- Aim of the task: Convert the data between the lines holding "query: shirt collar" and "[30,157,165,221]", inclusive, into a Markdown table with the columns Row and Data line. Each line gets its own numbered row, and blank lines are omitted.

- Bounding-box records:

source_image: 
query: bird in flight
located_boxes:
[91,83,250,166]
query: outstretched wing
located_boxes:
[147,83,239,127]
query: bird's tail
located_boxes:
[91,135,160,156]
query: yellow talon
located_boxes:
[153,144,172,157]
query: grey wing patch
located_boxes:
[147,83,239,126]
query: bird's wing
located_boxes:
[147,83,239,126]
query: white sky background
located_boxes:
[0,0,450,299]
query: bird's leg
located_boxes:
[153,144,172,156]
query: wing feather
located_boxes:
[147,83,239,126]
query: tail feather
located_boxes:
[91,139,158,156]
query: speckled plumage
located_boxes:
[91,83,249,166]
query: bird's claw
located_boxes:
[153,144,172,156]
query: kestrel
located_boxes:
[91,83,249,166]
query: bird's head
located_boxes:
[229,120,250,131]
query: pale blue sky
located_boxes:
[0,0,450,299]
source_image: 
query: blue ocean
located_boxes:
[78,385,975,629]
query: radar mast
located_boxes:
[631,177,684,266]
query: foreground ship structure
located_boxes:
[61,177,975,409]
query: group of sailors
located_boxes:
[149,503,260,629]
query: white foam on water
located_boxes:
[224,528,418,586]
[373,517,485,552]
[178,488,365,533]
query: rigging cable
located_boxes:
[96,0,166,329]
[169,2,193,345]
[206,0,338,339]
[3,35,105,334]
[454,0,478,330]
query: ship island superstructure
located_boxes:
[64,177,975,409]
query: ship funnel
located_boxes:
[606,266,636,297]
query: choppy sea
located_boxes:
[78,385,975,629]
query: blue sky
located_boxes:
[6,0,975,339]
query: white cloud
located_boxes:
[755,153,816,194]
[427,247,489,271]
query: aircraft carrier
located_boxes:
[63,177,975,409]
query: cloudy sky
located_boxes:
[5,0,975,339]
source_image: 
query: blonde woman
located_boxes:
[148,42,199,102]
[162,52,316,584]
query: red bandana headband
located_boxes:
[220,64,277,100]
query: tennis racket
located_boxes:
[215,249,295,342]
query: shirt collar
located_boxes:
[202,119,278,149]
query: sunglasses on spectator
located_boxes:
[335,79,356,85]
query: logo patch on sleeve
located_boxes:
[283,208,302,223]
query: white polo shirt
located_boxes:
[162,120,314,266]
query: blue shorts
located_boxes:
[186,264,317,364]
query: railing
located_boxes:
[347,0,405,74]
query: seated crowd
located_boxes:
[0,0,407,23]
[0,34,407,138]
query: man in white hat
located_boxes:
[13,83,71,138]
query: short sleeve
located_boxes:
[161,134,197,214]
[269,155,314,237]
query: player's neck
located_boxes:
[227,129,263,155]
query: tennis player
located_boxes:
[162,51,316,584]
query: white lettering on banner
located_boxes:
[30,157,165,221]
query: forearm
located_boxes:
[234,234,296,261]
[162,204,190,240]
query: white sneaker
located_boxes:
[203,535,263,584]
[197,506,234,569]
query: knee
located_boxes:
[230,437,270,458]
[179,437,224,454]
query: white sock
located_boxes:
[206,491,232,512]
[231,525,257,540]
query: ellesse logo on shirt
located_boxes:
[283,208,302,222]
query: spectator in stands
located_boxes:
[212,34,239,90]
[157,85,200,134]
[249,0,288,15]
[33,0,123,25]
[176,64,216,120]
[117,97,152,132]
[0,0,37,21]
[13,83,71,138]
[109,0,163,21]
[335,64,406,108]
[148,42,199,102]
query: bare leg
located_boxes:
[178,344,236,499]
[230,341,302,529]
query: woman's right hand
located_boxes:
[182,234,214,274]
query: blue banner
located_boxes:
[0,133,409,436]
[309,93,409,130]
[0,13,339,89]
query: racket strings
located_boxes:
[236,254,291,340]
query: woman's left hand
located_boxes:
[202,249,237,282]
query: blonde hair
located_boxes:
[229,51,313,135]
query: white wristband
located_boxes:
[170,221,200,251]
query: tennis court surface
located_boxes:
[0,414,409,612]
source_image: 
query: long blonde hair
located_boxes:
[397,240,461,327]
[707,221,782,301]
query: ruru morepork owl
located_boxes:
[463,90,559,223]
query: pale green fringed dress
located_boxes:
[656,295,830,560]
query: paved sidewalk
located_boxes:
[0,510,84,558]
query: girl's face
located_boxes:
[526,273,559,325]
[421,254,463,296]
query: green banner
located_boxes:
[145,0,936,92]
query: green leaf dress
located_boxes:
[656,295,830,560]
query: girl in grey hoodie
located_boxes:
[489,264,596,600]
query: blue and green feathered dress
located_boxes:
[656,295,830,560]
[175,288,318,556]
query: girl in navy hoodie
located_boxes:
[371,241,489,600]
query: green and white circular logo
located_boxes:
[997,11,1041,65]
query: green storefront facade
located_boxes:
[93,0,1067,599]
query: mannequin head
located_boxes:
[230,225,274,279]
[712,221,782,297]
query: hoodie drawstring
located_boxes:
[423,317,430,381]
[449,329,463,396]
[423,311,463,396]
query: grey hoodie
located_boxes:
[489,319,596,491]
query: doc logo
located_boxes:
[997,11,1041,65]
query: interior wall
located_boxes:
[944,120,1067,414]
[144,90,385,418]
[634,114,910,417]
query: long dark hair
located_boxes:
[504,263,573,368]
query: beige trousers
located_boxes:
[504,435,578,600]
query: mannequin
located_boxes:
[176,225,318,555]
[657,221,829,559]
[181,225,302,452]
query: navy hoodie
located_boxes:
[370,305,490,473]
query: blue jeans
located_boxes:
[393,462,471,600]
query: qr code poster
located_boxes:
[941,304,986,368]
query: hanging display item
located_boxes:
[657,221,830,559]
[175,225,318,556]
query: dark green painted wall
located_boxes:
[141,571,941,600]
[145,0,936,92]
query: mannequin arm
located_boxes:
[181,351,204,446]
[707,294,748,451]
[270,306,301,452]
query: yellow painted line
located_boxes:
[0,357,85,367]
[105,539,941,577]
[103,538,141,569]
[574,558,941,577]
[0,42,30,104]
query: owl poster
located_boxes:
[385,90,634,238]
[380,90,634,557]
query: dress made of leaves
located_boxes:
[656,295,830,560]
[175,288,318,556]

- Exercise result:
| Row | Data line |
|---|---|
| 1 | query: shirt collar |
| 2 | located_boxes: |
| 3 | [202,119,278,149] |
| 4 | query: sunglasses on spectator |
| 5 | located_boxes: |
| 6 | [335,79,356,85] |
| 7 | query: logo patch on sleeve |
| 8 | located_boxes: |
| 9 | [283,208,302,223] |
| 10 | query: white polo shirt |
| 11 | located_boxes: |
| 12 | [162,120,314,266] |
| 13 | query: blue shorts |
| 14 | located_boxes: |
| 15 | [186,264,317,364] |
| 16 | query: railing |
| 17 | located_boxes: |
| 18 | [347,0,405,74] |
| 19 | query: seated crowd |
| 20 | located_boxes: |
| 21 | [0,0,407,23] |
| 22 | [0,34,407,138] |
| 23 | query: man in white hat |
| 24 | located_boxes: |
| 25 | [13,83,71,138] |
| 26 | query: short sleeve |
| 27 | located_boxes: |
| 28 | [161,134,197,214] |
| 29 | [269,155,314,237] |
| 30 | query: player's neck |
| 31 | located_boxes: |
| 32 | [227,129,263,155] |
| 33 | query: tennis player |
| 34 | located_boxes: |
| 35 | [162,51,316,584] |
| 36 | query: white lettering on banner |
| 37 | located_boxes: |
| 38 | [30,157,165,221] |